=== WORKING DATA ===

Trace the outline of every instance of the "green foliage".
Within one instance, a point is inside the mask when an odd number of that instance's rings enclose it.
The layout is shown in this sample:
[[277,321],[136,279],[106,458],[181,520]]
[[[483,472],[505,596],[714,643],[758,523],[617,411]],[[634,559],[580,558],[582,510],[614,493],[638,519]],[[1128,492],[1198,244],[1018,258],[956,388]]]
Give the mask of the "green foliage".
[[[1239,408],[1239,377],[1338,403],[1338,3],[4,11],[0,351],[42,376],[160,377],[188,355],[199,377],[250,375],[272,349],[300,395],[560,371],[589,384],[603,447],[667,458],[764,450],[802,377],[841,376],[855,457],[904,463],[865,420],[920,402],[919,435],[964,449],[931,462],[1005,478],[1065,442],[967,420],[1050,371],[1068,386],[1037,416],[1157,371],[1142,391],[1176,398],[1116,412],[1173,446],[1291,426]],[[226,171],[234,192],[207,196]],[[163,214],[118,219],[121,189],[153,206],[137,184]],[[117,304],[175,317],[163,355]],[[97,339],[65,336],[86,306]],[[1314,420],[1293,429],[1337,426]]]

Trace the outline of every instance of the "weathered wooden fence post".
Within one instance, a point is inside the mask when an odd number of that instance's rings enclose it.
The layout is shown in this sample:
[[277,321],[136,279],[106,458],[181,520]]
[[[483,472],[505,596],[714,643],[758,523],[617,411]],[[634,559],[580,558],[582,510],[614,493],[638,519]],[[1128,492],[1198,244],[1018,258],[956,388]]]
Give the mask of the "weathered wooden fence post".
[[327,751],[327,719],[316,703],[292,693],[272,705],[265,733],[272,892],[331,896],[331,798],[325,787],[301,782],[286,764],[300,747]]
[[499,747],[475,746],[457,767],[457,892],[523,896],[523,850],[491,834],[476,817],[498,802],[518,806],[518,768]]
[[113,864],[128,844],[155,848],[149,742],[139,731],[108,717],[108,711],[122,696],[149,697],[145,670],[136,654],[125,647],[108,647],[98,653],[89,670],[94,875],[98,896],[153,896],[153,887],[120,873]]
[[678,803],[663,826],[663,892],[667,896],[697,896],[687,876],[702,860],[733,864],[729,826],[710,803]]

===

AIM OF THE TASK.
Recopy the entries above exactly, with every line included.

REPLY.
Trace the outline of every instance of the "green foliage".
Within one instance, a point is inside the mask when an odd number of that instance's rings enclose it.
The layout is shown in this sample:
[[277,321],[136,279],[106,458],[181,520]]
[[[483,472],[505,596],[714,643],[758,523],[617,411]],[[634,559],[580,558],[582,510],[614,493],[638,519]],[[1128,492],[1198,244],[1018,258],[956,388]]]
Give the mask of the "green foliage".
[[[1239,408],[1239,377],[1338,403],[1338,3],[4,11],[0,351],[42,376],[160,377],[188,355],[199,377],[250,375],[272,349],[300,395],[560,371],[589,384],[603,447],[667,458],[764,450],[802,377],[841,376],[855,457],[904,463],[865,420],[920,402],[919,435],[964,449],[931,462],[1005,478],[1065,442],[967,420],[1050,371],[1068,386],[1037,416],[1157,371],[1142,391],[1176,398],[1116,412],[1173,446],[1291,426]],[[226,171],[234,192],[207,196]],[[163,214],[118,219],[121,189],[153,206],[137,184]],[[117,304],[175,317],[163,355]],[[97,339],[65,336],[86,306]],[[1314,420],[1293,429],[1337,426]]]

Trace the outline of every instance of the "weathered wooden fence post".
Within one instance, a point is inside the mask when an odd number of that instance's rings enclose it.
The layout is shown in this sample:
[[277,321],[136,279],[106,458],[181,520]]
[[[483,472],[505,596],[714,643],[758,523],[617,411]],[[634,559],[580,558],[582,510],[614,493],[638,519]],[[1128,492],[1198,244],[1018,258],[956,388]]]
Give the mask of the "weathered wooden fence post".
[[327,751],[327,719],[316,703],[292,693],[272,705],[265,733],[272,892],[331,896],[331,798],[325,787],[301,782],[286,764],[300,747]]
[[499,747],[475,746],[457,767],[457,892],[523,896],[523,850],[491,834],[476,817],[498,802],[518,806],[518,768]]
[[113,864],[128,844],[155,848],[149,742],[139,731],[108,717],[108,711],[122,696],[149,697],[145,670],[136,654],[125,647],[108,647],[98,653],[89,670],[94,875],[98,896],[153,896],[153,887],[120,873]]
[[678,803],[663,826],[663,892],[667,896],[697,896],[687,876],[702,860],[733,864],[729,826],[710,803]]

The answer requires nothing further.